---------- TEXT PASSAGE ----------

Creamy Brussels Sprouts Gratin

American Side Dish

Creamy Brussels Sprouts Gratin

Tender Brussels sprouts baked in a rich, garlicky cream sauce and topped with a golden, bubbling cheese crust that will win over even the pickiest eaters.

Imagine pulling a bubbling, golden-topped casserole dish out of the oven and catching that first whiff of nutty Gruyere, roasted garlic, and cream. That is exactly what this Creamy Brussels Sprouts Gratin delivers every single time. The sprouts turn perfectly tender inside the velvety bechamel sauce, and the cheesy crust on top gets beautifully browned and crispy at the edges. It is the kind of dish that turns a humble vegetable into something truly show-stopping.

Creamy Brussels Sprouts Gratin

This gratin is the perfect recipe to pull out for holiday gatherings, Sunday dinners, or any time you want a hearty, comforting side dish that feels a little fancy without requiring a culinary degree. It pairs wonderfully with roasted meats, a simple roast chicken, or even on its own as a satisfying vegetarian main. The creamy sauce and melted cheese do all the heavy lifting, making Brussels sprouts utterly irresistible to people who swear they do not like them.

I first made this dish on a cold November evening when I had a bag of Brussels sprouts in the fridge and absolutely no desire for anything light or simple. What came out of the oven was so creamy, so deeply savory, and so satisfying that it immediately became a recurring request at every family dinner since. If you have ever struggled to get people excited about Brussels sprouts, this recipe is about to change everything.

---------- EXCERPTED RECORDS ----------

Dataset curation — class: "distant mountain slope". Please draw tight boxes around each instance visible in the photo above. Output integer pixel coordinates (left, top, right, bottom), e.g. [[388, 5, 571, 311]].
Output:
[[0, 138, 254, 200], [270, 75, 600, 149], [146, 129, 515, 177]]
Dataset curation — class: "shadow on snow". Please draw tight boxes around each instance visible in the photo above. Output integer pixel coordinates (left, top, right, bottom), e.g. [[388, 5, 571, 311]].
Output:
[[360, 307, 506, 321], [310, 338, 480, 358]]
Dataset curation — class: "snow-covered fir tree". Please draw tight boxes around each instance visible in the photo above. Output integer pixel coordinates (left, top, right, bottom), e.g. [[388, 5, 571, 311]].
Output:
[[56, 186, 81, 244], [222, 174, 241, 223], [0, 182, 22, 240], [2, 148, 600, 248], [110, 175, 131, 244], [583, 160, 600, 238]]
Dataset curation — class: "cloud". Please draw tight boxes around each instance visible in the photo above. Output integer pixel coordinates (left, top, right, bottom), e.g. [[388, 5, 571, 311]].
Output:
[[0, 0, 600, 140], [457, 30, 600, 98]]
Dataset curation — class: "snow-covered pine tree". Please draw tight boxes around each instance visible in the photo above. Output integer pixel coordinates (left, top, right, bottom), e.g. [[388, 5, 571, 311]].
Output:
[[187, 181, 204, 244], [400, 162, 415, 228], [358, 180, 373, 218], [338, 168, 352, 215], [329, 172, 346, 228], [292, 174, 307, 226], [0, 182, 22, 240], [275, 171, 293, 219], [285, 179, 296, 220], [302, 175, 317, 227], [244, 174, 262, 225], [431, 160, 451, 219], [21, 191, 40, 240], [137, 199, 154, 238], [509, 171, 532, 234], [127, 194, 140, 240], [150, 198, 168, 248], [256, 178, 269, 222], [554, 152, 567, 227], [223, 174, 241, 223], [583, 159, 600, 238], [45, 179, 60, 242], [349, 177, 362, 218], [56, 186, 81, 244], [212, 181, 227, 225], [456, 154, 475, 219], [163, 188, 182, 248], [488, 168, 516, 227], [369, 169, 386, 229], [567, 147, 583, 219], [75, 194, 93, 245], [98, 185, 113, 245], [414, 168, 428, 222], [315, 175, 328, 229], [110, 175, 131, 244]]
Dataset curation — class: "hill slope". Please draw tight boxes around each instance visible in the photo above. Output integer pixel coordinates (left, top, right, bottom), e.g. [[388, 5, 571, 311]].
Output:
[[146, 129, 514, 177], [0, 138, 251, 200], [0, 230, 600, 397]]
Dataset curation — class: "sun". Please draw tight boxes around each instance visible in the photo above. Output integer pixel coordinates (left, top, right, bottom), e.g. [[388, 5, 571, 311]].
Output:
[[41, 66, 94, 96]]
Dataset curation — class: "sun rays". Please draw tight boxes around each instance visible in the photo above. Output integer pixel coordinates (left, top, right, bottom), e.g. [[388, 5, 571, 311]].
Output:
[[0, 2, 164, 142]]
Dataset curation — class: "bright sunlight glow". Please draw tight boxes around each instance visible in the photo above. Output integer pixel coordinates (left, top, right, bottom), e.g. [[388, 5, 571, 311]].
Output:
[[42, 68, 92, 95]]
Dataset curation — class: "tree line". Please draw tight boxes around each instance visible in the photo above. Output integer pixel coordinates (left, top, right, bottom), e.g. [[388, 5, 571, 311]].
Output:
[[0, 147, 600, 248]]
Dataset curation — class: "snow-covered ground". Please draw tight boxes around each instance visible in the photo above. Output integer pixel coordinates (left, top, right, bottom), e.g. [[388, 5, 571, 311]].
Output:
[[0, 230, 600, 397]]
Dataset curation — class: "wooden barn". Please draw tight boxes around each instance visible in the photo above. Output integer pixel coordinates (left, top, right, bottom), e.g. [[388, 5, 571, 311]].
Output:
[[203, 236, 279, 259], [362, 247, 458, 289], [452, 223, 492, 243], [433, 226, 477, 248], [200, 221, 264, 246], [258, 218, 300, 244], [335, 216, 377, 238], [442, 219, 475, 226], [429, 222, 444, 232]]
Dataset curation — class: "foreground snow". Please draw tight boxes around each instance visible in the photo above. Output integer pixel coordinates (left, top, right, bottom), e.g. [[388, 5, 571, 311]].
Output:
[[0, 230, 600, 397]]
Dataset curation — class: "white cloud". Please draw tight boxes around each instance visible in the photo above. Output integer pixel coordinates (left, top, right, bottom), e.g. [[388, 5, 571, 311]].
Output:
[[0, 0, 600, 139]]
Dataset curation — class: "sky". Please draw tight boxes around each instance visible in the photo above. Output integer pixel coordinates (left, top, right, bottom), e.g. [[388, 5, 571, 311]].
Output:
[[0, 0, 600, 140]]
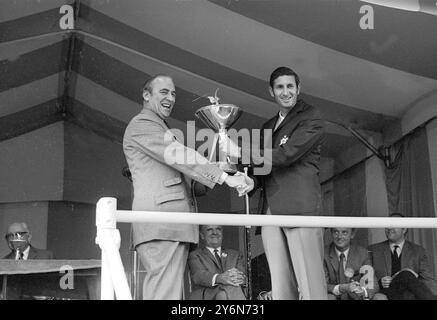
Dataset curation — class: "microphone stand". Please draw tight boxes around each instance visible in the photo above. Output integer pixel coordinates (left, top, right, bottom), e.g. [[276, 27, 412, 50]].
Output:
[[244, 167, 252, 300]]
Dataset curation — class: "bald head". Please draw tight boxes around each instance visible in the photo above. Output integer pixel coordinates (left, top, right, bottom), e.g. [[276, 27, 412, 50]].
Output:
[[8, 222, 29, 233]]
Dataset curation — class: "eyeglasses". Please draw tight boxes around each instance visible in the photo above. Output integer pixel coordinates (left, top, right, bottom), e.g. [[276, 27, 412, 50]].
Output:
[[5, 231, 29, 241]]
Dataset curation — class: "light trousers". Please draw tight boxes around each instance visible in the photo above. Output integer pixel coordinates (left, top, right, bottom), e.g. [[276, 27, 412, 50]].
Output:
[[136, 240, 189, 300], [261, 215, 328, 300]]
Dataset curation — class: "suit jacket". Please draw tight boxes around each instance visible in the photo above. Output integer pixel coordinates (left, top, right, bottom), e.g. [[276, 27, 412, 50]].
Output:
[[123, 109, 223, 246], [188, 247, 246, 300], [323, 243, 379, 300], [242, 100, 324, 215], [369, 240, 437, 294], [3, 246, 53, 260]]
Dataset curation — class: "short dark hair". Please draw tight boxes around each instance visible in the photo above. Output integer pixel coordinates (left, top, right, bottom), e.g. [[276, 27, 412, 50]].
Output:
[[141, 73, 173, 94], [269, 67, 300, 89]]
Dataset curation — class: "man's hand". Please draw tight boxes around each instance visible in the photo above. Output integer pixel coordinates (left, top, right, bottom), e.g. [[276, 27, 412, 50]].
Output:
[[235, 171, 255, 197], [216, 268, 246, 287], [219, 134, 241, 158], [338, 281, 363, 294], [381, 276, 393, 289], [225, 175, 247, 190]]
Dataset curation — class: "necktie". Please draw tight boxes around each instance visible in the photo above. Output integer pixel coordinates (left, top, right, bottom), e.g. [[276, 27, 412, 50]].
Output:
[[338, 253, 347, 284], [391, 245, 401, 275], [393, 246, 399, 259], [214, 249, 223, 269]]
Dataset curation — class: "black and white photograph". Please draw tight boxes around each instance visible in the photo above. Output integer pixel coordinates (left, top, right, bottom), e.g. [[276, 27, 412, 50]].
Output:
[[0, 0, 437, 308]]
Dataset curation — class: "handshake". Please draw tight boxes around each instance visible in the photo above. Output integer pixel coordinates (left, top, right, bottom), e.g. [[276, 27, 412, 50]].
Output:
[[225, 171, 255, 197], [219, 134, 255, 197]]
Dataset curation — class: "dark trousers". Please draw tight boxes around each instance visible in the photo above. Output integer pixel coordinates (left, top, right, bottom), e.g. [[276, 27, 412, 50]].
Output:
[[381, 271, 437, 300]]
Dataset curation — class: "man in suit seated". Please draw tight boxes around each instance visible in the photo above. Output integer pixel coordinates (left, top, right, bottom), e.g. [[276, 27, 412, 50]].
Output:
[[323, 228, 381, 300], [369, 213, 437, 300], [188, 225, 246, 300], [3, 222, 53, 260], [0, 222, 53, 300]]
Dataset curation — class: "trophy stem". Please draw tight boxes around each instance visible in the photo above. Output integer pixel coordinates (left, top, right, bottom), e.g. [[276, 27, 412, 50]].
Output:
[[209, 133, 219, 162]]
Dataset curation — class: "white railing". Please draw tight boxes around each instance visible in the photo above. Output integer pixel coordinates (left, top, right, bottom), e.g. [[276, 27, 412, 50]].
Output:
[[96, 198, 437, 300]]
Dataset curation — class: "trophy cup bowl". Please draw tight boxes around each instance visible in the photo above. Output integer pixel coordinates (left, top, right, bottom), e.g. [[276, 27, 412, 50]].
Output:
[[195, 104, 243, 173]]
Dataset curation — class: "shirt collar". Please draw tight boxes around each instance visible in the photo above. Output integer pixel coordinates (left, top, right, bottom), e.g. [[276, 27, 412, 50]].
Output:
[[390, 239, 405, 254], [335, 247, 350, 261], [206, 247, 222, 256]]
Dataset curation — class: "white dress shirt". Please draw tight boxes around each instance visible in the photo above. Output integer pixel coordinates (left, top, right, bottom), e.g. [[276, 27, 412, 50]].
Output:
[[332, 248, 349, 296], [390, 239, 405, 257], [206, 247, 222, 287], [15, 246, 30, 260], [273, 112, 286, 131]]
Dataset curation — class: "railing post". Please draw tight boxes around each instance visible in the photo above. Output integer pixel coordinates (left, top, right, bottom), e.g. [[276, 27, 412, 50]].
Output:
[[96, 198, 132, 300], [96, 198, 117, 300]]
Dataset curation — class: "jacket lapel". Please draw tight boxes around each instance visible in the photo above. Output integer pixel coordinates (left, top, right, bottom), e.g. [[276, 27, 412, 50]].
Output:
[[203, 248, 222, 270], [384, 241, 391, 275], [220, 248, 229, 271], [401, 240, 412, 269], [329, 244, 340, 282], [27, 246, 36, 260]]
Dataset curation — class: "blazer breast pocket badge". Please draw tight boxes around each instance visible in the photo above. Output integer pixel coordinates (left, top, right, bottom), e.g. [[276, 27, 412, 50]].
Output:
[[279, 136, 288, 146]]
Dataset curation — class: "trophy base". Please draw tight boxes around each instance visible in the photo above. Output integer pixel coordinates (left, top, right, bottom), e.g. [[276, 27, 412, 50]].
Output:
[[214, 161, 238, 175]]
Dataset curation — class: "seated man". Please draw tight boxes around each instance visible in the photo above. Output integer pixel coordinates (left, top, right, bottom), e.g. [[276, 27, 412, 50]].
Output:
[[323, 228, 380, 300], [369, 213, 437, 300], [3, 222, 53, 260], [188, 226, 246, 300]]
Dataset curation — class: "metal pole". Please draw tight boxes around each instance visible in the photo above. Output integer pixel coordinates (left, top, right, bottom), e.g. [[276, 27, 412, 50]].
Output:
[[96, 197, 132, 300]]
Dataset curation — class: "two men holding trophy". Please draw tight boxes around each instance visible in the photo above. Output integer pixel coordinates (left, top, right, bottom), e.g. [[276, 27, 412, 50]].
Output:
[[123, 75, 253, 300], [123, 67, 327, 300]]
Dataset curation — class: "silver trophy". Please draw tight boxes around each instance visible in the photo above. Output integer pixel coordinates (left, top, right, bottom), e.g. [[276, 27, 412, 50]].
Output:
[[195, 91, 243, 173]]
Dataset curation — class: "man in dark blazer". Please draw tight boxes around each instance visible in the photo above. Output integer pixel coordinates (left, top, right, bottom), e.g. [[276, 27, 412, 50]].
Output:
[[369, 213, 437, 300], [188, 225, 247, 300], [123, 75, 250, 300], [220, 67, 327, 300], [323, 228, 382, 300], [3, 222, 53, 260]]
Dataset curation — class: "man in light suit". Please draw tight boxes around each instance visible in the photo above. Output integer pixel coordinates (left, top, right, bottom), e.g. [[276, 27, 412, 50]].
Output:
[[123, 75, 250, 300], [188, 225, 247, 300], [369, 213, 437, 300], [220, 67, 327, 300], [323, 228, 380, 300], [3, 222, 53, 260]]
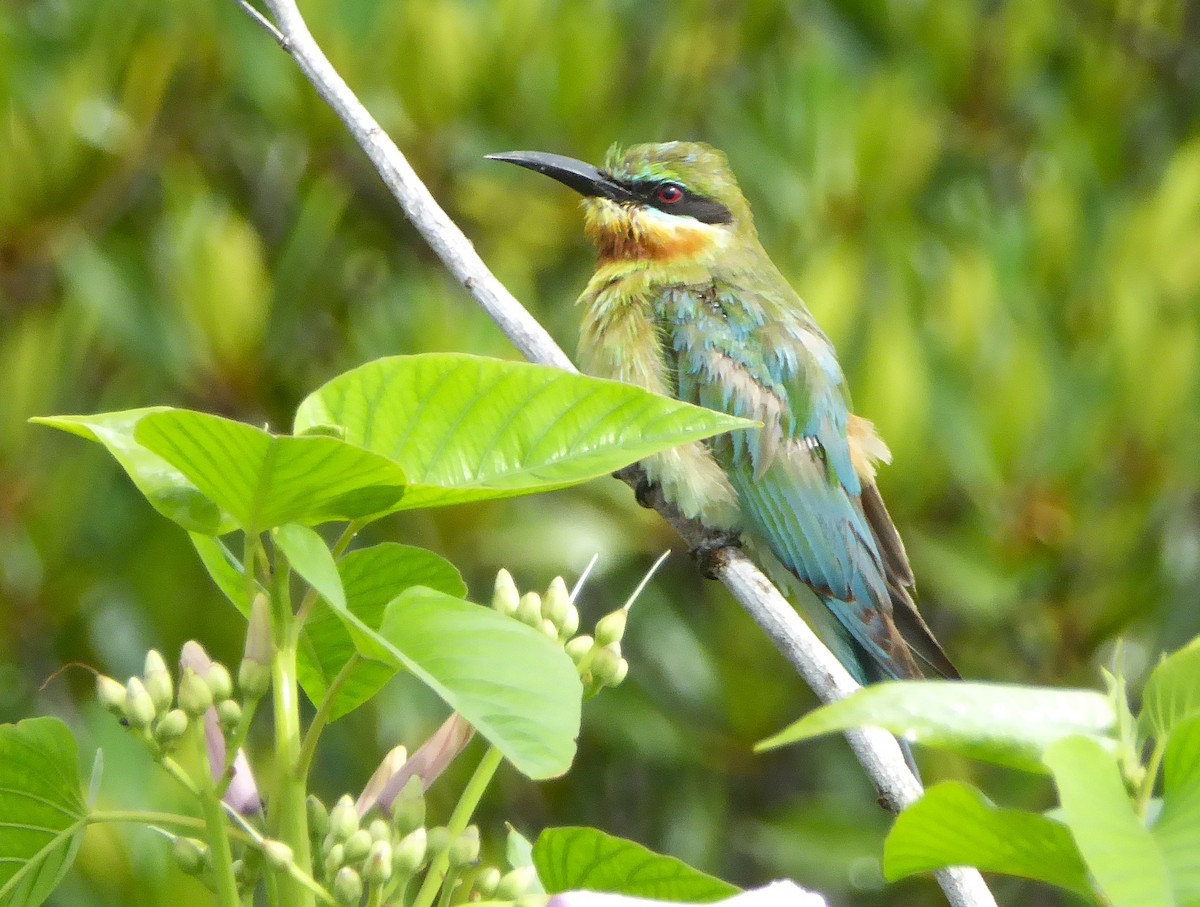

----------

EXERCISE TASKS:
A - Which cheese does the Brussels sprouts gratin text describe as nutty?
B - Using the Brussels sprouts gratin text, explain why the dish wins over people who claim they do not like Brussels sprouts.
C - Reproduce everything in the Brussels sprouts gratin text from "Imagine pulling a" down to "something truly show-stopping.".

SOLUTIONS BY TASK:
A - Gruyere.

B - The creamy sauce and melted cheese do all the heavy lifting. That makes the sprouts irresistible even to people who swear they dislike them.

C -
Imagine pulling a bubbling, golden-topped casserole dish out of the oven and catching that first whiff of nutty Gruyere, roasted garlic, and cream. That is exactly what this Creamy Brussels Sprouts Gratin delivers every single time. The sprouts turn perfectly tender inside the velvety bechamel sauce, and the cheesy crust on top gets beautifully browned and crispy at the edges. It is the kind of dish that turns a humble vegetable into something truly show-stopping.